── Given records

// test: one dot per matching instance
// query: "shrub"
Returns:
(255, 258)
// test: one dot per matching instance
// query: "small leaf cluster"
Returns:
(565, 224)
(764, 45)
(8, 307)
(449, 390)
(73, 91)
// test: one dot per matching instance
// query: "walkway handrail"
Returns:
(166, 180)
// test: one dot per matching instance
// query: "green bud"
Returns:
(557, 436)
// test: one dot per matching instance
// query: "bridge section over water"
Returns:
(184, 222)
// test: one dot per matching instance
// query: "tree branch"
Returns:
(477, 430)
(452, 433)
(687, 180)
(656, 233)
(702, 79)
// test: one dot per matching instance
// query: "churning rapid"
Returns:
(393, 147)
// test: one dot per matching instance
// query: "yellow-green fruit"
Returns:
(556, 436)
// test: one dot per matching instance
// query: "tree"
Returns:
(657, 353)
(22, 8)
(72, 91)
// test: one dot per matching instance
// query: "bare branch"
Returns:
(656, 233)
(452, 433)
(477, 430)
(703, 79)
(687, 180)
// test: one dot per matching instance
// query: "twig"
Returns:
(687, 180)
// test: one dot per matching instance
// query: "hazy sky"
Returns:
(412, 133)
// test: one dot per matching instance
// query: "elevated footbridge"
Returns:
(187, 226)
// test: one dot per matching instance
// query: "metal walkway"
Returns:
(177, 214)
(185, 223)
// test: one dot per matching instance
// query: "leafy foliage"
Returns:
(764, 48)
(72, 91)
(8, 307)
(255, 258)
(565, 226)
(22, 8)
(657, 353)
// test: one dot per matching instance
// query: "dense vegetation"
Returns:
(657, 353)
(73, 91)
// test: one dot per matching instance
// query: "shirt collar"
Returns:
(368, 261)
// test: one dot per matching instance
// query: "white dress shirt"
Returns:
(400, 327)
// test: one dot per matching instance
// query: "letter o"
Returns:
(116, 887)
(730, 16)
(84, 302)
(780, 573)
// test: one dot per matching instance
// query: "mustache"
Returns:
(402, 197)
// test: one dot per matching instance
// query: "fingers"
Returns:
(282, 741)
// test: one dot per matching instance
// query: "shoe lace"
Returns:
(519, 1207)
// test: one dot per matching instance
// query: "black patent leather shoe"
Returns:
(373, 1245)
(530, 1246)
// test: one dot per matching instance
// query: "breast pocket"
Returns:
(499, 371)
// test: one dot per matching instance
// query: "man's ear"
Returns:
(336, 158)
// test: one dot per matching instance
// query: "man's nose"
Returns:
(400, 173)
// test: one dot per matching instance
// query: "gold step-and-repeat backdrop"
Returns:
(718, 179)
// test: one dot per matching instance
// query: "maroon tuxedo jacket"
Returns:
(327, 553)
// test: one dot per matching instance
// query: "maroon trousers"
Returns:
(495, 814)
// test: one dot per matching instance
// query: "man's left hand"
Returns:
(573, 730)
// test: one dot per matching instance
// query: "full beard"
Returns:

────

Problem
What you return must match the records exactly, down to the last line.

Exercise result
// test: one dot per matching instance
// query: "shrub"
Returns:
(255, 258)
// test: one dot per matching instance
// query: "small leaf cluster"
Returns:
(565, 224)
(764, 45)
(8, 307)
(449, 390)
(73, 91)
// test: one dot per matching instance
// query: "walkway handrail"
Returns:
(166, 180)
// test: one dot per matching instance
// query: "green bud"
Returns:
(557, 436)
// test: one dot per matching instance
// query: "bridge section over water"
Returns:
(184, 222)
// test: one dot per matching instance
// query: "tree branch"
Returns:
(477, 430)
(452, 433)
(687, 180)
(656, 233)
(702, 79)
// test: one dot per matching instance
// query: "churning rapid"
Returns:
(393, 147)
// test: one dot per matching instance
// query: "yellow-green fruit"
Returns:
(556, 436)
// test: one dot per matching instance
// query: "tree"
Returns:
(657, 353)
(22, 8)
(72, 91)
// test: one dot per matching instance
// query: "bare branch"
Returns:
(656, 233)
(452, 433)
(477, 430)
(703, 79)
(687, 180)
// test: one dot per matching instance
// query: "twig"
Returns:
(687, 180)
// test: one dot per matching instance
// query: "hazy sky"
Returns:
(412, 133)
// test: one dot per matching instance
// query: "elevated footbridge"
Returns:
(187, 226)
// test: one dot per matching instance
// query: "metal walkway"
Returns:
(177, 214)
(185, 223)
// test: one dot per matching instance
// query: "leafy foliage"
Returns:
(764, 48)
(72, 91)
(8, 307)
(255, 258)
(565, 226)
(22, 8)
(657, 353)
// test: one dot per matching instance
// query: "dense vegetation"
Returns:
(657, 353)
(73, 91)
// test: one dot per matching instance
// query: "shirt collar"
Returns:
(368, 261)
// test: one dot per matching instance
// query: "white dress shirt"
Returns:
(400, 327)
// test: one dot per matching instance
// query: "letter o"
Returns:
(116, 887)
(730, 16)
(84, 302)
(780, 573)
// test: one dot per matching instance
// query: "mustache"
Returns:
(402, 197)
// test: one dot per matching instance
// query: "fingers"
Returns:
(282, 741)
// test: one dot per matching instance
// query: "shoe lace"
Returns:
(519, 1207)
// test: one dot per matching instance
// query: "black patent leather shoe"
Returns:
(373, 1245)
(530, 1246)
// test: one dot per matching instance
// query: "breast pocket"
Returns:
(499, 371)
// test: one dot per matching instance
// query: "man's ear"
Returns:
(336, 158)
// test: one dot per matching instance
// query: "man's nose"
Returns:
(400, 173)
// test: one dot per matching instance
// query: "gold step-and-repeat backdrop"
Returns:
(718, 179)
// test: one dot per matching instance
// query: "maroon tuxedo jacket"
Returns:
(327, 553)
// test: one dot per matching instance
// query: "maroon trousers"
Returns:
(495, 814)
// test: one dot per matching instance
// query: "man's left hand"
Returns:
(573, 730)
// test: one dot per matching instance
// query: "full beard"
Returns:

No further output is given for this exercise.